Nossa pediatra confirma que nunca teve mesmo problema com os homens e muito menos com o espelho. “Acho que isso vem da minha mãe, que tem o corpo igual ao meu. Ela estava sempre linda, se arrumando, se enfeitando, com gosto de ver no espelho. Nem na adolescência tive problemas. Via meninas gordinhas da minha idade com a vida social e a auto-estima arrasadas, enquanto muitos meninos vinham atrás de mim. A diferença é que já tinha satisfação com a minha imagem, eu já era o que eu queria ser”, lembra. Para Ana, a criação e a difusão de padrões de beleza fazem parte da nossa sociedade de consumo. Cabe a nós não deixar que eles nos oprimam. “Não somos todas bonecas Barbie que saímos da fábrica todas iguais. Pelo menos, não ainda”, preocupa-se ela.

Outra que aposta no diferencial natural da sua beleza é a professora Kátia Alencar. Sua exuberante e sensual cabeleira crespa desfila com o orgulho de quem nunca foi apresentada a chapinhas, formóis e escovas. É a sua marca registrada. “Vejo as mulheres escravas do alisamento, fazendo sacrilégios e forçando barras por algo que já transcende o gosto pessoal, virou falta de personalidade. É baixar a cabeça para algo que a gente não sabe nem se fica bonito”, diz ela. Adepta de faixas, prendedores e outros mil enfeites, Kátia ressalta as qualidades estéticas herdadas nos genes. “Acho meus caracóis muito mais versáteis que aqueles lisos de boneca. Posso prender de vários jeitos, inventar coisas. Fora que combinam comigo, com a minha pele, com meu jeito. Eles não estão aí por acaso, a natureza é sábia e entende tudo de estética”, afirma ela.

Conhecer a si mesmo é, ao que tudo indica, o caminho certo para gostar do que se vê e, assim, descobrir a própria beleza. A cosmetóloga Sonia Corazza diz, em seu livro “Beleza Inteligente” (Editora Madras, 2001), que aqueles que se julgam melhores por terem, teoricamente, a imagem eleita da beleza estão agarradas a um conceito passageiro, pois juventude e carinha bonita não são valores perenes. “É só olhando para nós mesmas com atenção, procurando conhecer mais sobre a nossa pele, cabelo e corpo, que poderemos explorar o melhor em cada uma, perpetuando esta nossa beleza, tão individual, como uma impressão digital”, comenta. O que não quer dizer que o ideal seja se entregar à ação da natureza. “Se os cuidados diários com a saúde e a adoção de uma rotina de vida e trato pessoal não forem adotados, essa compreensão não existe”, garante.

**DADOS COLETADOS**
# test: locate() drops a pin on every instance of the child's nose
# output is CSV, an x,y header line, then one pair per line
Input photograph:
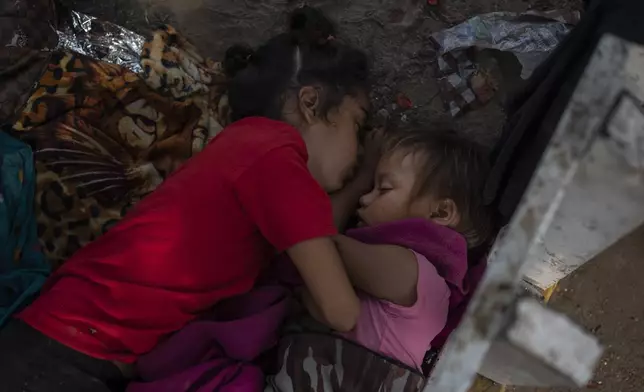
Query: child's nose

**EXPERIMENTE**
No texto fornecido, por que, segundo Sonia Corazza, quem se julga melhor por ter a imagem eleita da beleza está apegado a um conceito passageiro? Explique em uma ou duas frases.

**RESPOSTA DA TAREFA**
Porque juventude e carinha bonita não são valores perenes.